CDU, Attac, S21 - Heiner Geißler, der ewige Grenzgänger

Ende des Monats soll entschieden werden – schnörkellos aber hat Heiner Geißler bereits angekündigt, der Tiefbahnhof in Stuttgart werde sowieso gebaut. Sage keiner später, er sei enttäuscht oder perplex. Wer das behauptet, hat nicht zugehört. Mir geht es hier aber nicht um Stuttgart, sondern um Heiner Geißler. Als Beispiel.

→ **KURZE ÜBUNG 1**
Schreiben Sie den Text über Heiner Geißler vollständig und ohne jede Änderung ab.

→ **GESPEICHERTE ZEILEN**
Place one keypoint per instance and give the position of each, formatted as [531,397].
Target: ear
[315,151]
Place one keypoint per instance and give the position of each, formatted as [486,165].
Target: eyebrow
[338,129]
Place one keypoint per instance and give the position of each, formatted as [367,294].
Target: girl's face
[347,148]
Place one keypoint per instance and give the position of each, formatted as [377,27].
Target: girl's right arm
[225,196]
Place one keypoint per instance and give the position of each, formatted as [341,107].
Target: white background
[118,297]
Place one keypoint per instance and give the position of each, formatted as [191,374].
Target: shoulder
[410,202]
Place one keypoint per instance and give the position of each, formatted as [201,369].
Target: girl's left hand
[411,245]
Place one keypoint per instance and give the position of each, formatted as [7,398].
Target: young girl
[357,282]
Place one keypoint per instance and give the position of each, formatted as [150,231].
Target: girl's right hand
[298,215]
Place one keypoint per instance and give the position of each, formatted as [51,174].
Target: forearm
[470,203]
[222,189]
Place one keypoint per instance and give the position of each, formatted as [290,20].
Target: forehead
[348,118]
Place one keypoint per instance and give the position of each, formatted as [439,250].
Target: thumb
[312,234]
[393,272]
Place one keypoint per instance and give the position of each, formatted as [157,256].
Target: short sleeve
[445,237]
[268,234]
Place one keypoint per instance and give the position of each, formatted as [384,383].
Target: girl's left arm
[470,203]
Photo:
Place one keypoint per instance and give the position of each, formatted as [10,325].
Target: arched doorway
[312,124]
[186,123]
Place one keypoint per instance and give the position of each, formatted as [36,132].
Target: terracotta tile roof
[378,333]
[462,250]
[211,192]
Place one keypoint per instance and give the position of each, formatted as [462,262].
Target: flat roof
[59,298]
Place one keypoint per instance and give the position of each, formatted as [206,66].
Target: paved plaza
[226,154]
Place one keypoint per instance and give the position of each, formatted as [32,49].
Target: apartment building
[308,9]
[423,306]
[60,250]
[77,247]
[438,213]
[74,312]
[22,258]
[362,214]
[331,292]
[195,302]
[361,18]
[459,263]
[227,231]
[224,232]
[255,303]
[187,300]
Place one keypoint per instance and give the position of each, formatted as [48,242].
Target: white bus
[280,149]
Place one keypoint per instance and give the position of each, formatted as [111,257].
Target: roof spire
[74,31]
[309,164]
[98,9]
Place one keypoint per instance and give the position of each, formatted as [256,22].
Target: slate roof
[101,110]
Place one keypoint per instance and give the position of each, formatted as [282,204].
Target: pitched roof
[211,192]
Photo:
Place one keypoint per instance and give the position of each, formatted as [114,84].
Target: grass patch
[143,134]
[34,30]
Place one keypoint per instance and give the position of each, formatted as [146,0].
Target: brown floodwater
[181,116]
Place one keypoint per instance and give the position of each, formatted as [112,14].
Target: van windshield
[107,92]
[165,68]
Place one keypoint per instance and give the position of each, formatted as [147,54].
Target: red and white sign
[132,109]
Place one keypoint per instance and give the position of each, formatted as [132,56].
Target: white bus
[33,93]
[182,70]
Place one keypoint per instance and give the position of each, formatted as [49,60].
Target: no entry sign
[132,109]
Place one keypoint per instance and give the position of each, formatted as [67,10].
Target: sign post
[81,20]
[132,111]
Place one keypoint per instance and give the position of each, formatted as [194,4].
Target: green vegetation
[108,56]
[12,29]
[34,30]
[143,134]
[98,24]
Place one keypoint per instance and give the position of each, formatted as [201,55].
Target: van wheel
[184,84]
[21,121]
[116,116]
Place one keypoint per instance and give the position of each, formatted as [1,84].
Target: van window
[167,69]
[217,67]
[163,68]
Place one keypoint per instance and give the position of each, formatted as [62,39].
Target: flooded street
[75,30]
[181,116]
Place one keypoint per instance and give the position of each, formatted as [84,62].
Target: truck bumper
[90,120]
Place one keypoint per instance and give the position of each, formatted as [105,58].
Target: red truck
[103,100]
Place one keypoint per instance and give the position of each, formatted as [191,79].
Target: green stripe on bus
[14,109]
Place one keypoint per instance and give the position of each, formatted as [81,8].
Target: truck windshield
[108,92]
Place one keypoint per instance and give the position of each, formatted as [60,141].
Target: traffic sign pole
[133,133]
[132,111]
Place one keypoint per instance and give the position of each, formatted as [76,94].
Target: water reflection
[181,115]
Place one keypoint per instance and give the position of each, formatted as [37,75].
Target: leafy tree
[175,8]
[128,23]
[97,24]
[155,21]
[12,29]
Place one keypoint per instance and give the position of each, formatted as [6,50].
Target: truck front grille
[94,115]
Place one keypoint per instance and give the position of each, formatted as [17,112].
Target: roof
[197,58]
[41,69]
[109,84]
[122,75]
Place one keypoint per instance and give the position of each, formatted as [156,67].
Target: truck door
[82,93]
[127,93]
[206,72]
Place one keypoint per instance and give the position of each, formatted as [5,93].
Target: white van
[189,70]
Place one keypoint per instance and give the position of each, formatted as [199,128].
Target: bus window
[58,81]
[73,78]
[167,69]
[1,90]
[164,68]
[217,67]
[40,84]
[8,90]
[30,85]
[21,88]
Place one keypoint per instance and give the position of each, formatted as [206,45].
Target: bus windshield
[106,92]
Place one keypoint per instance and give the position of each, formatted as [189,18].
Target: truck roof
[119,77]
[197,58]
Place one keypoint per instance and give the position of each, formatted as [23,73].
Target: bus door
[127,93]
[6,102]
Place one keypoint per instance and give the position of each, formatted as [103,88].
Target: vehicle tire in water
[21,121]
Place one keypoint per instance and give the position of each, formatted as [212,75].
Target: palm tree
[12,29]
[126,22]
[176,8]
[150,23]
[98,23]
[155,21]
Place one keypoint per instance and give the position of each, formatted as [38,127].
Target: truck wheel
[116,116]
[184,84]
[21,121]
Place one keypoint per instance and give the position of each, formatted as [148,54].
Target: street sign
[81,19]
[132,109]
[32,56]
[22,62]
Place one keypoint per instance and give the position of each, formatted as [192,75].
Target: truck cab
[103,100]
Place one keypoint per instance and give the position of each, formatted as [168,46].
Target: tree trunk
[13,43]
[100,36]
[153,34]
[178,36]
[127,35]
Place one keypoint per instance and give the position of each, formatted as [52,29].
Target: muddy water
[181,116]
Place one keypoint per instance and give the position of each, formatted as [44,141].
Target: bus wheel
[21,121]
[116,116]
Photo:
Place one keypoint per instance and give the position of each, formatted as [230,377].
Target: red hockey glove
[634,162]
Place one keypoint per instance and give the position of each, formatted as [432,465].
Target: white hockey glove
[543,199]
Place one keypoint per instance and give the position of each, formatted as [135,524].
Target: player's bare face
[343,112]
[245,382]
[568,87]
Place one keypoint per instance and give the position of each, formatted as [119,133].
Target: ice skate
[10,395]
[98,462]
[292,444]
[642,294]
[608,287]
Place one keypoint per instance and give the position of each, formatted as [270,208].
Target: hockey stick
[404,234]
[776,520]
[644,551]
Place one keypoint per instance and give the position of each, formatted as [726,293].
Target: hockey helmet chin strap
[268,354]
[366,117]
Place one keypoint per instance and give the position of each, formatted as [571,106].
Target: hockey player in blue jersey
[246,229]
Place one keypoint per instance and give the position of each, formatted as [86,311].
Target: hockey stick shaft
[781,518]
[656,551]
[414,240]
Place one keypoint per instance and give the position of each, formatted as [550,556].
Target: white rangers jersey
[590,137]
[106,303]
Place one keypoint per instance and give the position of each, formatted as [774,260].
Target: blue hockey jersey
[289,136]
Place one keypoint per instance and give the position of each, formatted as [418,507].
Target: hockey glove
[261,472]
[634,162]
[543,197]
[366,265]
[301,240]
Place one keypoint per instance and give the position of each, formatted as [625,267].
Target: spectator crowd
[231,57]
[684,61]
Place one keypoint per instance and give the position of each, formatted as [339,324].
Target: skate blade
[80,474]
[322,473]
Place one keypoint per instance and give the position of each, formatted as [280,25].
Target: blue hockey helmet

→ **KURZE ÜBUNG 2**
Ermitteln Sie, wie viele der obigen Zeilen die Zeichenfolge „street“ enthalten, wobei Groß- und Kleinschreibung zu beachten ist. Geben Sie ausschließlich die Zahl an.

→ **RICHTIGES ERGEBNIS 1**
CDU, Attac, S21 - Heiner Geißler, der ewige Grenzgänger

Ende des Monats soll entschieden werden – schnörkellos aber hat Heiner Geißler bereits angekündigt, der Tiefbahnhof in Stuttgart werde sowieso gebaut. Sage keiner später, er sei enttäuscht oder perplex. Wer das behauptet, hat nicht zugehört. Mir geht es hier aber nicht um Stuttgart, sondern um Heiner Geißler. Als Beispiel.

→ **RICHTIGES ERGEBNIS 2**
2